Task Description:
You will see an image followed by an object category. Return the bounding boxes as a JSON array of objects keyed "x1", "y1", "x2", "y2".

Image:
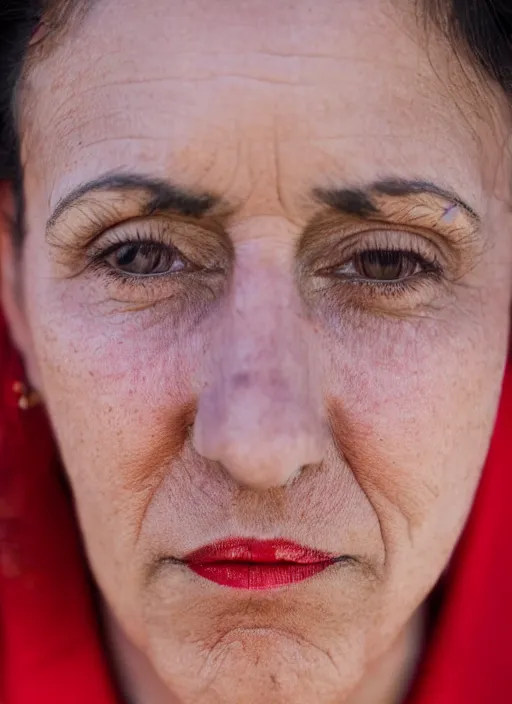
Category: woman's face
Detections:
[{"x1": 3, "y1": 0, "x2": 512, "y2": 704}]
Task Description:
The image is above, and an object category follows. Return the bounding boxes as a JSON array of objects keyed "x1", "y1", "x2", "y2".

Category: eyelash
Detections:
[{"x1": 87, "y1": 230, "x2": 444, "y2": 298}]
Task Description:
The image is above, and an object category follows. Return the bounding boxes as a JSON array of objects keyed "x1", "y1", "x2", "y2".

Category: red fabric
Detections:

» **Instruction**: Can you scale the entries by rewriting all of their lines, task descriptions and categories included, with every bounding-box coordinate in the detections multiplied by 0.7 and rounded to the nearest whole number, halves rounded up? Leave out the pictures.

» **Output for this exercise**:
Task Description:
You will see an image followed by an object category. Return the bounding boxes as a JSON array of objects keyed "x1", "y1", "x2", "y2".

Image:
Category: woman's face
Detections:
[{"x1": 2, "y1": 0, "x2": 358, "y2": 493}]
Task Description:
The image is above, and an object category follows. Return the bounding boxes as a JSON array of objects keyed "x1", "y1", "x2", "y2".

Category: eyelash
Detections:
[{"x1": 61, "y1": 161, "x2": 311, "y2": 209}]
Task Description:
The image is above, and an object category follows. Return the bounding boxes as a JSON array of objects keyed "x1", "y1", "x2", "y2".

Category: red fabric
Detections:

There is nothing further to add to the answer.